• _Task instructions_: Comb through the entries for "outline" and pull out each line that holds it.

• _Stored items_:
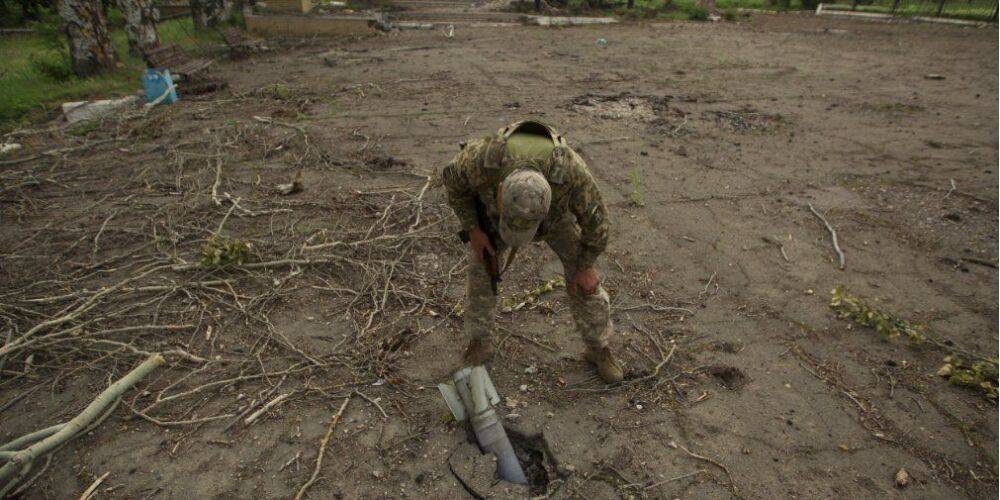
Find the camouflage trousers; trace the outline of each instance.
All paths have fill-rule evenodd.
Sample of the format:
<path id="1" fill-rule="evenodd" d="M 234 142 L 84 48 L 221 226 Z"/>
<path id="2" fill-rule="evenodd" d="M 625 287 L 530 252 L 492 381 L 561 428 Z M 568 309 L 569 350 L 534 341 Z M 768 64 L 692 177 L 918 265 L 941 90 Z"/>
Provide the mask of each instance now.
<path id="1" fill-rule="evenodd" d="M 576 273 L 580 229 L 572 218 L 549 228 L 543 238 L 562 263 L 563 276 L 569 282 Z M 504 248 L 498 248 L 498 255 Z M 500 265 L 504 263 L 500 259 Z M 567 289 L 568 292 L 568 289 Z M 567 293 L 576 331 L 589 347 L 604 347 L 611 335 L 611 301 L 603 286 L 591 295 Z M 488 337 L 493 332 L 497 296 L 493 294 L 490 276 L 475 254 L 469 251 L 468 282 L 466 285 L 465 333 L 470 339 Z"/>

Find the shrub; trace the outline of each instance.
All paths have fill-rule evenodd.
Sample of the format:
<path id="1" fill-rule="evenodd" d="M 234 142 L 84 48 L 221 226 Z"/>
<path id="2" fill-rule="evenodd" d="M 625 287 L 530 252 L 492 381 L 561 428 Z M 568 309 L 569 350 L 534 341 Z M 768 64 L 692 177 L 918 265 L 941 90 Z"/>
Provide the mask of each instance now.
<path id="1" fill-rule="evenodd" d="M 708 9 L 695 5 L 687 9 L 687 16 L 692 21 L 708 21 Z"/>
<path id="2" fill-rule="evenodd" d="M 31 59 L 31 69 L 39 75 L 57 82 L 65 82 L 73 77 L 73 67 L 68 54 L 46 51 Z"/>

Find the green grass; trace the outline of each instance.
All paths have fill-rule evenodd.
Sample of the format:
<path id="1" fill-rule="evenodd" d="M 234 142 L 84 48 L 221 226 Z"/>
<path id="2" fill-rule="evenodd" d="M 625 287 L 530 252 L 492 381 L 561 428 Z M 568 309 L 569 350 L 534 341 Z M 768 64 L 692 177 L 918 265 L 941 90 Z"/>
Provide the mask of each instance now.
<path id="1" fill-rule="evenodd" d="M 642 177 L 639 177 L 639 171 L 633 170 L 629 172 L 628 180 L 632 184 L 632 204 L 637 207 L 645 206 L 646 195 L 642 190 Z"/>
<path id="2" fill-rule="evenodd" d="M 592 3 L 596 4 L 596 1 L 592 0 Z M 605 0 L 604 8 L 592 8 L 586 0 L 570 0 L 568 10 L 579 14 L 610 13 L 626 19 L 658 18 L 678 21 L 707 21 L 709 14 L 698 6 L 697 0 L 635 0 L 633 8 L 629 9 L 627 6 L 627 0 Z M 531 2 L 526 2 L 521 7 L 530 10 Z M 780 11 L 801 10 L 806 7 L 801 0 L 789 0 L 787 7 L 781 6 L 779 0 L 775 0 L 773 5 L 768 5 L 765 0 L 716 0 L 716 8 L 727 20 L 736 20 L 739 18 L 737 9 Z"/>
<path id="3" fill-rule="evenodd" d="M 111 15 L 120 26 L 121 16 Z M 142 83 L 142 60 L 128 53 L 128 41 L 120 28 L 111 33 L 120 67 L 91 78 L 72 76 L 69 49 L 48 22 L 36 25 L 41 33 L 0 38 L 0 131 L 12 129 L 44 115 L 66 101 L 120 97 L 137 91 Z M 162 43 L 176 44 L 193 53 L 211 51 L 221 43 L 214 31 L 195 32 L 190 18 L 160 23 Z"/>
<path id="4" fill-rule="evenodd" d="M 878 12 L 883 14 L 892 13 L 891 0 L 878 0 L 871 5 L 858 5 L 859 12 Z M 851 10 L 850 3 L 824 4 L 824 9 L 830 10 Z M 995 2 L 983 0 L 946 0 L 944 8 L 941 10 L 941 17 L 951 17 L 955 19 L 970 19 L 977 21 L 988 21 L 993 16 L 996 8 Z M 935 17 L 937 15 L 937 2 L 926 1 L 900 1 L 895 15 L 901 17 Z"/>

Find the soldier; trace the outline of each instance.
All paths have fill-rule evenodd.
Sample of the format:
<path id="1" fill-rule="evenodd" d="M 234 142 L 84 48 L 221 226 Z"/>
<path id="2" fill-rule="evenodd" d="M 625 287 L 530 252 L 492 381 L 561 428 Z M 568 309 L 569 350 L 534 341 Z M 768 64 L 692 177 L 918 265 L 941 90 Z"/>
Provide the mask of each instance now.
<path id="1" fill-rule="evenodd" d="M 607 246 L 607 208 L 580 155 L 551 127 L 523 121 L 463 144 L 442 177 L 448 204 L 472 253 L 464 362 L 473 366 L 492 358 L 495 280 L 518 247 L 540 240 L 562 263 L 587 361 L 605 382 L 621 381 L 622 370 L 607 343 L 612 331 L 610 301 L 594 269 Z M 510 254 L 500 269 L 499 256 L 508 247 Z"/>

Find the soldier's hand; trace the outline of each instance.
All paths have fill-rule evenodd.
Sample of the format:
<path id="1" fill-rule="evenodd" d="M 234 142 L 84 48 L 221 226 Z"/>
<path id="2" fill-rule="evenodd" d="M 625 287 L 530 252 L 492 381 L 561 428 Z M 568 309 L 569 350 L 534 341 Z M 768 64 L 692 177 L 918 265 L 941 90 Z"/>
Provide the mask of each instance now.
<path id="1" fill-rule="evenodd" d="M 496 250 L 490 245 L 490 237 L 486 235 L 479 226 L 472 226 L 469 229 L 469 245 L 472 245 L 472 252 L 479 258 L 479 263 L 486 263 L 486 256 L 495 256 Z"/>
<path id="2" fill-rule="evenodd" d="M 597 286 L 601 284 L 601 278 L 597 276 L 597 271 L 592 267 L 580 269 L 573 274 L 573 279 L 569 281 L 567 289 L 574 295 L 593 295 L 597 293 Z"/>

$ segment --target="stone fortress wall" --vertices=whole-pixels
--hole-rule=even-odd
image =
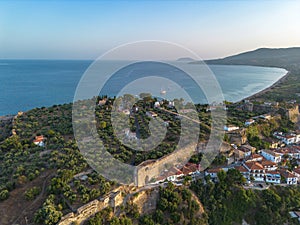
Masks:
[[[93,200],[81,207],[76,212],[71,212],[63,216],[58,225],[72,225],[74,222],[82,224],[86,219],[97,212],[112,207],[114,210],[123,203],[122,191],[117,188],[103,198]]]
[[[189,144],[184,148],[172,152],[158,160],[147,160],[137,166],[135,171],[135,185],[142,187],[154,181],[164,170],[168,170],[176,165],[184,166],[191,155],[195,153],[197,144]],[[183,164],[183,165],[182,165]]]
[[[189,144],[184,148],[162,157],[158,160],[148,160],[137,166],[135,171],[135,185],[142,187],[147,185],[150,181],[157,178],[161,172],[166,169],[170,169],[175,165],[182,165],[189,160],[190,156],[195,153],[197,144]],[[72,225],[73,222],[82,224],[86,219],[93,216],[97,212],[105,209],[106,207],[112,207],[114,210],[116,207],[123,204],[124,198],[122,196],[122,187],[115,189],[108,195],[93,200],[76,210],[63,216],[58,225]]]

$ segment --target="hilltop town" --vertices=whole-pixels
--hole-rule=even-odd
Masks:
[[[201,196],[212,184],[217,188],[225,182],[225,191],[231,183],[232,187],[258,196],[265,191],[272,195],[284,191],[278,188],[298,189],[300,132],[297,121],[299,106],[296,101],[282,104],[245,100],[221,105],[196,105],[197,121],[192,117],[195,111],[182,100],[158,100],[145,94],[134,106],[129,107],[132,100],[136,101],[128,95],[115,105],[113,102],[116,99],[105,96],[96,99],[100,137],[104,143],[109,144],[109,151],[115,158],[139,168],[136,183],[129,185],[120,186],[106,180],[86,163],[72,137],[70,104],[34,109],[11,118],[12,125],[7,126],[7,129],[11,129],[10,136],[1,143],[1,179],[5,185],[1,187],[0,205],[4,204],[8,209],[8,204],[13,204],[10,196],[18,195],[17,201],[27,205],[27,209],[17,218],[4,217],[2,223],[19,221],[20,224],[26,224],[26,221],[32,221],[37,224],[97,224],[92,221],[96,221],[95,218],[100,215],[102,218],[106,212],[108,214],[104,223],[143,221],[143,224],[151,224],[150,221],[155,221],[154,214],[151,217],[146,215],[157,213],[157,207],[166,201],[164,198],[168,198],[164,197],[164,190],[168,190],[177,196],[176,201],[186,195],[183,193],[190,193],[188,199],[180,201],[194,202],[195,208],[184,209],[186,206],[181,205],[180,201],[176,207],[165,206],[162,211],[177,213],[177,219],[170,216],[160,221],[169,221],[171,224],[191,222],[191,215],[180,215],[180,210],[184,209],[194,210],[193,218],[201,221],[193,224],[207,224],[207,219],[215,216],[206,208],[207,204],[212,203],[207,203]],[[138,146],[139,139],[150,134],[147,125],[149,121],[166,128],[166,138],[155,151],[144,154],[132,151],[117,141],[111,129],[108,112],[114,107],[121,115],[120,118],[127,118],[131,124],[130,129],[123,129],[122,126],[119,129],[118,135],[123,138],[123,143]],[[205,147],[214,110],[226,112],[227,120],[221,129],[224,137],[219,154],[209,167],[205,167],[207,164],[204,162],[208,160]],[[51,122],[48,120],[50,115],[53,118]],[[182,120],[186,120],[190,126],[196,124],[200,127],[198,143],[186,143],[183,152],[191,153],[187,161],[174,161],[166,166],[167,160],[176,152],[180,137],[178,128]],[[179,156],[182,155],[177,155],[176,159]],[[101,156],[96,155],[95,158],[101,161]],[[110,165],[108,161],[103,163]],[[297,207],[292,205],[280,209],[284,212],[282,220],[297,219]],[[126,210],[131,209],[127,212],[124,207]],[[10,215],[8,211],[5,213]],[[243,213],[242,219],[250,220],[247,213],[240,213]]]

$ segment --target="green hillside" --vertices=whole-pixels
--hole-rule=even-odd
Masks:
[[[253,65],[291,67],[300,66],[300,47],[295,48],[259,48],[254,51],[244,52],[238,55],[229,56],[222,59],[207,60],[208,64],[226,65]]]
[[[205,62],[209,65],[251,65],[284,68],[289,71],[287,76],[268,90],[256,94],[250,99],[278,102],[300,101],[300,47],[260,48],[222,59],[206,60]]]

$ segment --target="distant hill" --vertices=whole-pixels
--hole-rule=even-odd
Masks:
[[[281,78],[272,87],[248,99],[279,102],[297,100],[297,102],[300,102],[300,47],[259,48],[221,59],[206,60],[205,62],[210,65],[251,65],[284,68],[289,71],[287,76]]]
[[[300,66],[300,47],[259,48],[226,58],[206,60],[205,62],[207,64],[270,66],[290,69]]]
[[[184,57],[184,58],[179,58],[176,61],[178,61],[178,62],[193,62],[193,61],[195,61],[195,59],[192,59],[190,57]]]

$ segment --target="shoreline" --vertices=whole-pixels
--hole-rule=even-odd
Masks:
[[[285,69],[285,68],[281,68],[281,69]],[[285,70],[286,70],[286,69],[285,69]],[[261,95],[263,95],[263,94],[265,94],[265,93],[271,91],[272,89],[274,89],[274,88],[275,88],[276,86],[278,86],[279,84],[282,84],[282,83],[287,79],[287,77],[290,75],[291,72],[288,71],[288,70],[286,70],[286,71],[287,71],[287,73],[286,73],[283,77],[281,77],[280,79],[278,79],[275,83],[271,84],[269,87],[266,87],[265,89],[263,89],[263,90],[261,90],[261,91],[255,93],[255,94],[253,94],[253,95],[250,95],[250,96],[248,96],[248,97],[246,97],[246,98],[243,98],[243,99],[241,99],[240,101],[237,101],[237,102],[235,102],[235,103],[239,103],[239,102],[242,102],[242,101],[244,101],[244,100],[253,100],[253,99],[259,98]]]

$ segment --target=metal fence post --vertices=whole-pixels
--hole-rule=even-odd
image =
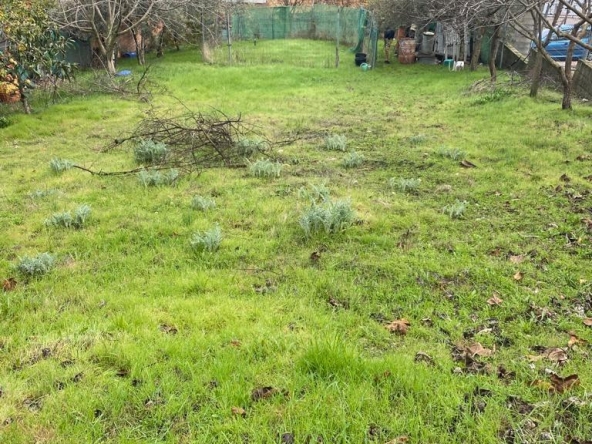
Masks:
[[[341,34],[341,6],[337,8],[337,38],[335,39],[335,68],[339,68],[339,38]]]
[[[228,64],[232,65],[232,38],[230,37],[230,13],[226,10],[226,41],[228,45]]]

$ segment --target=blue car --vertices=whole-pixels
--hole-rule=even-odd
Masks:
[[[564,34],[569,34],[573,31],[572,25],[562,25],[559,27],[559,30]],[[543,31],[542,37],[543,42],[546,40],[547,36],[549,35],[549,30]],[[552,32],[552,31],[551,31]],[[582,38],[582,42],[589,44],[590,43],[590,31],[586,33],[586,35]],[[547,45],[547,52],[553,58],[553,60],[565,60],[567,57],[567,48],[569,46],[569,39],[565,37],[559,37],[555,32],[552,33],[551,39],[549,40],[549,44]],[[535,47],[533,42],[533,47]],[[576,45],[573,50],[573,60],[579,59],[586,59],[588,58],[588,50],[580,45]]]

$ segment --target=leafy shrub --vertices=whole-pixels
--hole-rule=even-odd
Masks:
[[[8,128],[12,122],[8,119],[8,117],[0,116],[0,129]]]
[[[280,177],[282,164],[271,160],[249,162],[249,173],[255,177]]]
[[[446,205],[444,208],[442,208],[442,212],[444,214],[448,214],[448,216],[450,216],[451,219],[460,219],[463,216],[466,209],[467,202],[461,202],[460,200],[457,200],[453,204]]]
[[[49,162],[49,167],[53,171],[54,174],[61,174],[64,171],[71,169],[74,166],[74,163],[70,160],[66,159],[59,159],[54,157]]]
[[[347,137],[340,134],[332,134],[325,137],[325,149],[329,151],[345,151],[347,148]]]
[[[138,173],[138,180],[145,187],[173,185],[178,178],[179,172],[175,169],[170,169],[166,173],[157,170],[142,170]]]
[[[345,168],[357,168],[364,163],[364,156],[352,151],[343,158]]]
[[[251,157],[267,150],[267,142],[265,140],[250,139],[248,137],[239,139],[235,146],[238,153],[244,157]]]
[[[162,142],[142,139],[134,148],[134,160],[140,165],[153,165],[166,159],[167,146]]]
[[[22,257],[16,268],[26,276],[42,276],[51,271],[55,264],[55,256],[49,253],[41,253],[34,257]]]
[[[402,193],[413,193],[421,185],[421,179],[389,179],[389,187],[399,190]]]
[[[88,205],[80,205],[74,210],[74,216],[69,211],[65,213],[54,213],[49,219],[45,220],[45,225],[48,227],[80,229],[88,220],[90,212],[91,210]]]
[[[409,145],[411,145],[413,147],[418,146],[418,145],[423,145],[427,141],[428,141],[428,136],[426,136],[425,134],[416,134],[415,136],[411,136],[411,137],[407,138],[407,142],[409,143]]]
[[[35,190],[35,191],[31,191],[28,194],[28,196],[31,199],[41,199],[43,197],[47,197],[47,196],[50,196],[55,193],[56,193],[56,190]]]
[[[298,190],[298,197],[300,199],[310,199],[312,202],[325,202],[329,200],[331,190],[327,188],[324,183],[318,185],[310,185],[310,189],[301,187]]]
[[[349,227],[355,218],[351,202],[347,200],[327,201],[322,205],[315,202],[300,216],[300,226],[306,237],[324,230],[337,233]]]
[[[463,160],[467,155],[463,150],[460,150],[458,148],[448,148],[445,146],[439,147],[438,151],[436,152],[439,156],[447,157],[454,161]]]
[[[200,211],[211,210],[216,208],[216,201],[211,197],[194,196],[191,200],[191,208]]]
[[[220,248],[220,242],[222,242],[222,230],[216,225],[208,231],[203,233],[193,233],[191,238],[191,248],[194,251],[209,251],[213,252]]]

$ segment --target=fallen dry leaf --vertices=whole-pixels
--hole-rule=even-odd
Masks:
[[[567,174],[562,174],[561,177],[559,177],[559,180],[562,180],[563,182],[569,182],[571,181],[571,178]]]
[[[463,160],[460,163],[460,166],[463,167],[463,168],[477,168],[477,165],[475,165],[472,162],[469,162],[468,160]]]
[[[296,441],[294,440],[293,433],[282,433],[282,437],[280,440],[281,444],[294,444]]]
[[[4,282],[2,282],[2,289],[4,291],[12,291],[16,288],[16,279],[15,278],[8,278],[8,279],[4,279]]]
[[[524,255],[523,254],[519,254],[519,255],[515,255],[515,256],[510,256],[510,262],[512,262],[513,264],[521,264],[522,262],[524,262]]]
[[[422,351],[417,352],[417,354],[415,355],[415,362],[425,362],[429,365],[434,365],[434,358],[432,358],[430,355],[428,355],[427,353],[424,353]]]
[[[240,348],[241,341],[239,341],[238,339],[233,339],[232,341],[230,341],[230,345],[232,345],[233,347],[236,347],[236,348]]]
[[[504,300],[500,298],[497,293],[493,293],[493,296],[487,299],[487,303],[492,307],[494,305],[500,305],[502,302],[504,302]]]
[[[568,360],[567,353],[562,348],[550,348],[545,352],[545,355],[547,359],[558,364],[564,364]]]
[[[278,393],[278,389],[274,387],[258,387],[251,392],[251,399],[259,401],[260,399],[271,398],[276,393]]]
[[[579,338],[573,331],[569,332],[569,341],[567,341],[569,348],[573,348],[574,345],[585,344],[586,342],[585,339]]]
[[[493,350],[483,347],[478,342],[475,342],[473,345],[468,346],[467,351],[471,354],[471,357],[475,357],[475,356],[487,357],[487,356],[491,356],[493,354]]]
[[[563,393],[566,390],[572,389],[580,385],[580,378],[578,375],[569,375],[565,378],[562,378],[558,375],[551,375],[550,379],[553,390],[557,393]]]
[[[242,407],[232,407],[230,411],[234,416],[242,416],[243,418],[247,416],[247,412]]]
[[[159,329],[161,332],[166,333],[167,335],[176,335],[178,332],[177,327],[174,325],[161,324]]]
[[[406,335],[407,329],[411,326],[411,323],[403,318],[397,319],[390,324],[386,325],[385,328],[390,331],[391,333],[397,333],[399,335]]]
[[[514,275],[514,280],[521,281],[523,277],[524,277],[524,275],[521,272],[517,271],[516,274]]]
[[[527,355],[526,359],[528,359],[530,362],[538,362],[538,361],[542,361],[545,358],[544,355]]]
[[[582,219],[582,223],[586,224],[586,228],[588,230],[592,230],[592,219],[589,219],[589,218]]]
[[[310,254],[310,261],[313,264],[317,264],[319,262],[319,260],[321,259],[321,253],[319,253],[318,251],[313,251]]]
[[[395,439],[391,439],[386,444],[406,444],[409,442],[408,436],[398,436]]]
[[[582,322],[584,323],[585,326],[592,327],[592,318],[584,318],[584,320]]]

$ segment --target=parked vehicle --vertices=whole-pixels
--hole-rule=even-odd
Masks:
[[[564,34],[569,34],[573,31],[573,25],[561,25],[558,29]],[[559,37],[556,32],[546,30],[543,31],[542,34],[543,42],[547,39],[549,32],[552,32],[552,35],[551,39],[549,40],[549,44],[547,45],[547,52],[553,58],[553,60],[565,60],[567,57],[567,48],[569,47],[570,40],[566,37]],[[582,38],[582,42],[589,44],[590,41],[590,30],[588,30],[586,35]],[[536,48],[534,42],[532,43],[532,47]],[[588,56],[589,51],[586,48],[580,45],[575,46],[572,56],[573,60],[587,59]]]

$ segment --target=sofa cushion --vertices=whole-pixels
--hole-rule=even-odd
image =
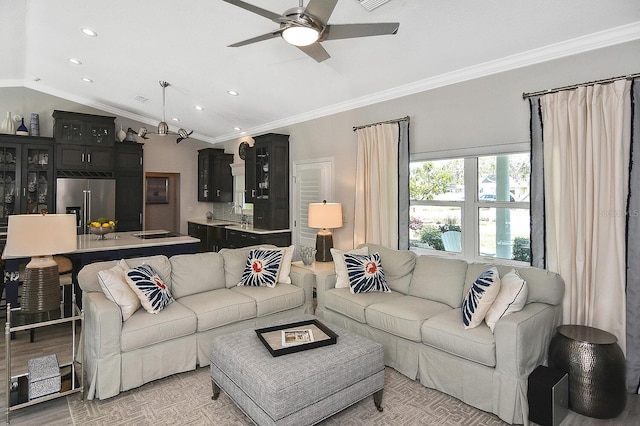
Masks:
[[[333,267],[336,270],[336,288],[349,288],[349,273],[347,272],[347,265],[344,263],[345,253],[352,254],[369,254],[368,247],[362,247],[349,251],[330,249],[331,257],[333,258]]]
[[[177,337],[188,336],[196,332],[196,327],[195,313],[177,302],[155,315],[144,309],[138,309],[122,324],[121,350],[129,352]]]
[[[332,288],[325,294],[324,306],[326,309],[338,312],[353,320],[366,323],[365,309],[367,306],[402,297],[402,293],[391,291],[381,293],[373,291],[369,293],[352,294],[348,288]]]
[[[484,321],[491,332],[496,322],[505,315],[520,311],[527,303],[527,282],[523,280],[515,269],[500,278],[500,292],[487,311]]]
[[[467,262],[464,260],[418,256],[409,295],[459,308],[466,274]]]
[[[486,324],[465,330],[460,308],[422,324],[422,343],[488,367],[496,365],[496,340]],[[489,387],[491,383],[487,384]]]
[[[280,283],[273,288],[240,286],[231,290],[255,300],[258,318],[304,304],[304,290],[293,284]]]
[[[171,262],[167,256],[157,255],[127,259],[127,265],[131,268],[140,265],[150,265],[167,288],[171,290]]]
[[[351,293],[391,292],[380,263],[380,254],[345,253],[344,263],[347,265]]]
[[[162,281],[171,288],[171,263],[164,255],[138,257],[135,259],[127,259],[127,265],[130,267],[139,266],[148,263],[158,272]],[[109,269],[118,264],[117,260],[107,260],[103,262],[94,262],[85,265],[78,272],[78,284],[82,291],[102,291],[98,282],[98,271]]]
[[[125,278],[147,312],[157,314],[173,302],[169,287],[151,265],[140,265],[129,269],[125,272]]]
[[[122,321],[129,319],[131,315],[140,309],[140,298],[129,287],[124,276],[125,271],[129,269],[129,265],[124,259],[111,269],[103,269],[98,271],[98,281],[102,292],[113,303],[118,305],[122,314]]]
[[[224,281],[227,288],[235,287],[242,278],[242,272],[244,266],[247,263],[247,256],[249,252],[258,247],[263,248],[277,248],[276,246],[263,244],[262,246],[250,246],[237,249],[222,249],[218,253],[222,255],[224,259]]]
[[[473,282],[462,301],[462,322],[465,328],[480,325],[500,292],[498,269],[489,268]]]
[[[391,290],[407,294],[411,276],[416,265],[416,254],[410,250],[395,250],[378,244],[365,244],[369,253],[380,253],[380,260]]]
[[[181,297],[178,302],[195,312],[198,332],[256,317],[256,301],[228,288]]]
[[[224,260],[219,253],[179,254],[171,262],[171,294],[176,299],[225,288]]]
[[[422,323],[434,315],[451,310],[439,302],[413,296],[395,297],[365,308],[367,324],[395,336],[422,341]]]

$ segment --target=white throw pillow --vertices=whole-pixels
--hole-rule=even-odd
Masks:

• _Exercise response_:
Find the camouflage trousers; trace the outline of each instance.
Find the shrub; trace the outline of each instance.
Find the green grass; trace the outline of each instance.
Find the soldier; trace the outline of each instance.
Find the soldier's hand; trace the outline of each instance.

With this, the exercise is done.